(Texto proporcionado):
++++++++
El pecado de las antiguas potencias coloniales es que no asumen la responsabilidad que tienen con la población de países con cuyos gobiernos establecen acuerdos

España y Marruecos
Pedro Sánchez y Fernando Grande-Marlaska, durante una reunión con el rey Mohamed VI de Marruecos, en Rabat en 2018.Ballesteros (EFE)
Najat El Hachmi

Imposible olvidar las palabras de Nasser Zafzafi en uno de sus vídeos durante las movilizaciones en el Rif. El activista nos reprochaba a los marroquíes residentes en el extranjero y a sus descendientes nuestro silencio cómplice con la falta de libertades y oportunidades de quienes viven en Marruecos todo el año. Nos sacó los colores al describir nuestras vacaciones, lo mucho que nos gusta visitar a la familia, pasarlo bien en fiestas y reuniones y luego volver a las confortables democracias en las que vivimos sin preocuparnos por los que dejamos atrás. En esto, Zafzafi tenía toda la razón del mundo. El único matiz que podríamos alegar es que el silencio de nuestras familias es fruto de una larga historia de represión, que el miedo a ser castigados pesa para ellas más que la indignación por las condiciones socioeconómicas que siguen atenazando a la sociedad magrebí. No hemos heredado de nuestros padres más que un temor difuso que se concretaba en una sola advertencia: ni meternos en política, ni mencionar al mahzen.
++++++++
(Muestra de datos):
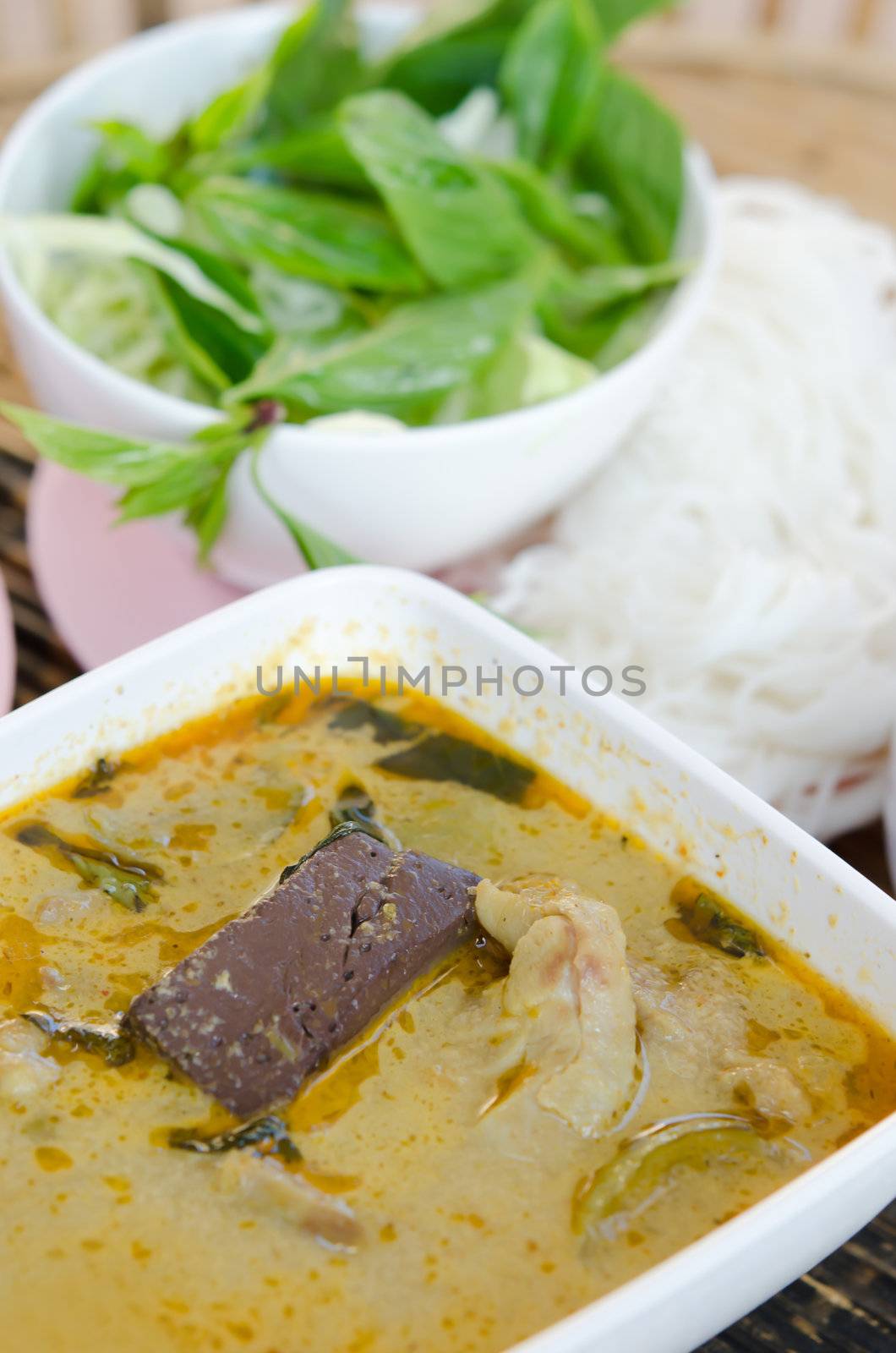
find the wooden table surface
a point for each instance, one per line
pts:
(834, 133)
++++++++
Devuelve sin cambios el pasaje del texto que va desde "El pecado de" hasta "en 2018.Ballesteros (EFE)", ambos incluidos.

(Respuesta):
El pecado de las antiguas potencias coloniales es que no asumen la responsabilidad que tienen con la población de países con cuyos gobiernos establecen acuerdos

España y Marruecos
Pedro Sánchez y Fernando Grande-Marlaska, durante una reunión con el rey Mohamed VI de Marruecos, en Rabat en 2018.Ballesteros (EFE)